------ Provided records
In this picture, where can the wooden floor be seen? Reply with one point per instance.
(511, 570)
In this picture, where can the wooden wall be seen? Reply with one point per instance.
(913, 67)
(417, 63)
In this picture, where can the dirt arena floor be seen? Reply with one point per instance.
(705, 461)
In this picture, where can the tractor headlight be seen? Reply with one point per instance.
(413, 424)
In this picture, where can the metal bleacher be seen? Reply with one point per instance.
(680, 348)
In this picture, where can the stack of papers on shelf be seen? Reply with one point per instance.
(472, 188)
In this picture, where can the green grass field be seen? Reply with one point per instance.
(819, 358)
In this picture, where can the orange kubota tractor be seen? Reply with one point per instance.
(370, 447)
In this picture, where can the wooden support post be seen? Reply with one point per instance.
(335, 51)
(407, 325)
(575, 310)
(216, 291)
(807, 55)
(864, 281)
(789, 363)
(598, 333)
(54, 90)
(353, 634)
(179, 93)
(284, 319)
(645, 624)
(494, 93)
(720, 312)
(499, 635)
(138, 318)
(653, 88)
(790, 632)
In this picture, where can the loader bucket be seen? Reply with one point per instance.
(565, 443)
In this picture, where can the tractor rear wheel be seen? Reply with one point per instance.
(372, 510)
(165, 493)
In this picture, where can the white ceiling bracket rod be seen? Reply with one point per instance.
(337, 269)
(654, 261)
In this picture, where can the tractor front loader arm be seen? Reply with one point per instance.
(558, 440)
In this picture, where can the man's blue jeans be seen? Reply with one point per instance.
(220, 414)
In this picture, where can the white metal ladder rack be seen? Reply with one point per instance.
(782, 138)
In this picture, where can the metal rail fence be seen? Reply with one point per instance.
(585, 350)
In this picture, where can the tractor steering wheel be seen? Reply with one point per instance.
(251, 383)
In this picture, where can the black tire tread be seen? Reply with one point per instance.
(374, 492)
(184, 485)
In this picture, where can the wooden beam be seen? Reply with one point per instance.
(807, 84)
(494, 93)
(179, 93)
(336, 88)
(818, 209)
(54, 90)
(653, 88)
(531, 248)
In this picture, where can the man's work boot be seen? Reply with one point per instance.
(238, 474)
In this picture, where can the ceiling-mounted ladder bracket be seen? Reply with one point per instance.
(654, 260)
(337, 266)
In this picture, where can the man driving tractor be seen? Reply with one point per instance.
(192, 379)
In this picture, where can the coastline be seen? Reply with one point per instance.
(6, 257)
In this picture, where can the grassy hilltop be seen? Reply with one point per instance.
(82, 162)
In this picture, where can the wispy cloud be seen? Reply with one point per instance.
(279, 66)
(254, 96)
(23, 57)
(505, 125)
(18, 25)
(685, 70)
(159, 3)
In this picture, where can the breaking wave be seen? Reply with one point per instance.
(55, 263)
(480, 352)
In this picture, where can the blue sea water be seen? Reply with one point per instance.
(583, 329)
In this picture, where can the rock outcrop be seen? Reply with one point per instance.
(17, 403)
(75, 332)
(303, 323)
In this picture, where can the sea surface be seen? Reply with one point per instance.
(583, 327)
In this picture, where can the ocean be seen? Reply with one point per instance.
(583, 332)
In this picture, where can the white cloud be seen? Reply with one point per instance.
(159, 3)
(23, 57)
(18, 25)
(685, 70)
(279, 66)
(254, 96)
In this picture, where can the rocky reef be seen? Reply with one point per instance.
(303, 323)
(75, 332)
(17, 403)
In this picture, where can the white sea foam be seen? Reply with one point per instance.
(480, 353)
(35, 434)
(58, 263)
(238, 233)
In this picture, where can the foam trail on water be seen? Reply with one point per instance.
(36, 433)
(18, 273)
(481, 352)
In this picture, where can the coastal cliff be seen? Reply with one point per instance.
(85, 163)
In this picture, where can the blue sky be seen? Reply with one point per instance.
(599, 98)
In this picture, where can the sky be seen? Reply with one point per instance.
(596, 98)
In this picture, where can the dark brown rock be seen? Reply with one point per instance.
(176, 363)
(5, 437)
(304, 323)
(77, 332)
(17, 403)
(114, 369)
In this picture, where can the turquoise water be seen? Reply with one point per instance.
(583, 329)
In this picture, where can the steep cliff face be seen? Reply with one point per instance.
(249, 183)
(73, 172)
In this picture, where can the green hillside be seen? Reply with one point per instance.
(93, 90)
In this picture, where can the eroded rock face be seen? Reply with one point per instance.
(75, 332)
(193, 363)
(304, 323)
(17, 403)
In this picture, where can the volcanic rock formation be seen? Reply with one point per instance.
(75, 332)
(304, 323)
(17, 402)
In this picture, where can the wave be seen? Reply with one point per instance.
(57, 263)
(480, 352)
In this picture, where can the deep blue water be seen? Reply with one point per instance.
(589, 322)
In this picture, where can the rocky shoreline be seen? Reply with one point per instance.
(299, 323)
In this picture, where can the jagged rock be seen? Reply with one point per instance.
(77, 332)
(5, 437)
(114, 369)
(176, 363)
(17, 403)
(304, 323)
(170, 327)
------------
What is required: Give these lines as a JSON list of strings, one string per line, with blank lines omitted.

Full output:
[
  "In this picture, where can the wooden floor be seen? Reply with one point per instance.",
  "(511, 570)",
  "In this picture, where can the wooden wall be seen? Reply with one point per instance.",
  "(913, 67)",
  "(417, 63)",
  "In this picture, where can the dirt arena floor be seen? Reply with one point per instance.",
  "(705, 461)",
  "In this picture, where can the tractor headlight be seen? Reply with one point per instance.",
  "(413, 424)",
  "In this picture, where can the metal bleacher be seen? Reply with one point per instance.",
  "(680, 348)",
  "In this picture, where can the stack of papers on shelf be seen? Reply with one point per instance.",
  "(472, 188)",
  "In this picture, where can the green grass field be seen? Reply with one point per instance.",
  "(819, 358)",
  "In this picture, where can the orange kubota tractor be seen? Reply with one point per instance.",
  "(370, 447)",
  "In this picture, where can the wooden support post be seen? Reply with one point per instance.",
  "(335, 51)",
  "(407, 325)",
  "(575, 310)",
  "(216, 291)",
  "(807, 55)",
  "(864, 281)",
  "(789, 363)",
  "(598, 333)",
  "(54, 90)",
  "(353, 634)",
  "(179, 93)",
  "(284, 319)",
  "(645, 624)",
  "(494, 93)",
  "(720, 312)",
  "(499, 635)",
  "(138, 318)",
  "(653, 88)",
  "(790, 632)",
  "In this picture, where can the loader bucket be seen? Reply with one point per instance.",
  "(565, 443)",
  "In this picture, where can the tractor rear wheel be seen? Reply with one point per instance.",
  "(372, 510)",
  "(165, 493)",
  "In this picture, where can the white ceiling bracket rod be seen? Reply with one point per instance.",
  "(337, 269)",
  "(654, 261)",
  "In this picture, where can the tractor front loader arm be seen? Reply with one point per instance.",
  "(558, 440)",
  "In this picture, where can the man's blue jeans be seen? Reply with one point per instance.",
  "(220, 414)",
  "In this picture, where can the white metal ladder rack be seen? Reply with one point per instance.",
  "(782, 138)",
  "In this picture, where can the metal rail fence be seen? Reply with one point per instance.",
  "(585, 350)",
  "In this picture, where can the tractor steering wheel be seen? Reply with one point per instance.",
  "(251, 383)",
  "In this picture, where can the black tire tread be seen? Reply with one point per instance.",
  "(374, 492)",
  "(184, 485)",
  "In this picture, where can the wooden beam be seen? Reply with one point per instance.",
  "(807, 84)",
  "(494, 93)",
  "(179, 93)",
  "(336, 88)",
  "(818, 209)",
  "(54, 90)",
  "(653, 88)",
  "(531, 248)",
  "In this picture, where can the man's work boot be seen? Reply with one point per instance.",
  "(238, 474)",
  "In this picture, where can the ceiling-mounted ladder bracket be seen? Reply with one point per instance.",
  "(654, 260)",
  "(337, 266)",
  "In this picture, where can the man driving tractor be seen? Reply with one point per instance.",
  "(192, 379)",
  "In this picture, where can the coastline be seen? Reply with one point per instance.",
  "(6, 257)",
  "In this picture, where can the grassy hilltop be seen? Reply with one point per instance.",
  "(82, 162)",
  "In this picture, where can the wispy cloud be seen? Reply with one point per instance.",
  "(279, 66)",
  "(254, 96)",
  "(23, 57)",
  "(505, 125)",
  "(18, 25)",
  "(685, 70)",
  "(159, 3)",
  "In this picture, where can the breaking wave be seen? Reply with one point per instance.",
  "(55, 263)",
  "(480, 352)",
  "In this picture, where can the blue sea water be seen? Reply with one point per instance.",
  "(583, 329)",
  "In this picture, where can the rock outcrop be seen? Reply with one point per instance.",
  "(17, 403)",
  "(75, 332)",
  "(303, 323)",
  "In this picture, where can the sea surface be seen? Reply with one point per instance.",
  "(583, 327)",
  "In this picture, where can the ocean be seen? Reply with one point per instance.",
  "(583, 332)",
  "In this picture, where can the white cloud be seen? Reply with one point per instance.",
  "(159, 3)",
  "(23, 57)",
  "(18, 25)",
  "(685, 70)",
  "(279, 66)",
  "(254, 96)",
  "In this picture, where can the rocky reef be seen? Reply with one point per instance.",
  "(303, 323)",
  "(75, 332)",
  "(17, 403)",
  "In this picture, where can the white sea foam be seen? Reply with one point per instance.",
  "(480, 353)",
  "(35, 434)",
  "(58, 263)",
  "(238, 233)",
  "In this picture, where can the foam trail on water be seen? Reply with one point per instance.",
  "(36, 433)",
  "(18, 273)",
  "(481, 352)",
  "In this picture, where can the coastal cliff be seen? Reply with one point per instance.",
  "(85, 163)",
  "In this picture, where can the blue sky be seen? Reply with one point per instance.",
  "(599, 98)",
  "In this picture, where can the sky be seen? Reply with one point per instance.",
  "(596, 98)",
  "In this picture, where can the dark brown rock be seen? Reply with one point per instance.",
  "(176, 363)",
  "(5, 437)",
  "(304, 323)",
  "(77, 332)",
  "(17, 403)",
  "(114, 369)",
  "In this picture, where can the turquoise water be seen? Reply with one point per instance.",
  "(583, 329)",
  "In this picture, where can the steep cliff face be seen? Reply with one point per instance.",
  "(249, 183)",
  "(73, 172)",
  "In this picture, where can the green hillside be seen? Reply with one point per instance.",
  "(93, 90)",
  "In this picture, where can the eroded rock face be seen? Reply with one point per instance.",
  "(75, 332)",
  "(193, 363)",
  "(304, 323)",
  "(17, 403)",
  "In this picture, where can the volcanic rock formation be seen? Reply with one point per instance.",
  "(75, 332)",
  "(304, 323)",
  "(17, 402)",
  "In this picture, where can the wave be seen? Reply with one point per instance.",
  "(57, 263)",
  "(480, 352)",
  "In this picture, where can the deep blue water be seen? Reply with one point per instance.",
  "(589, 322)",
  "In this picture, where can the rocky shoreline be seen? Reply with one point per instance.",
  "(299, 323)",
  "In this picture, where can the jagged rock be seen? Reply with one point per instance.",
  "(77, 332)",
  "(5, 437)",
  "(114, 369)",
  "(176, 363)",
  "(17, 403)",
  "(304, 323)",
  "(170, 327)"
]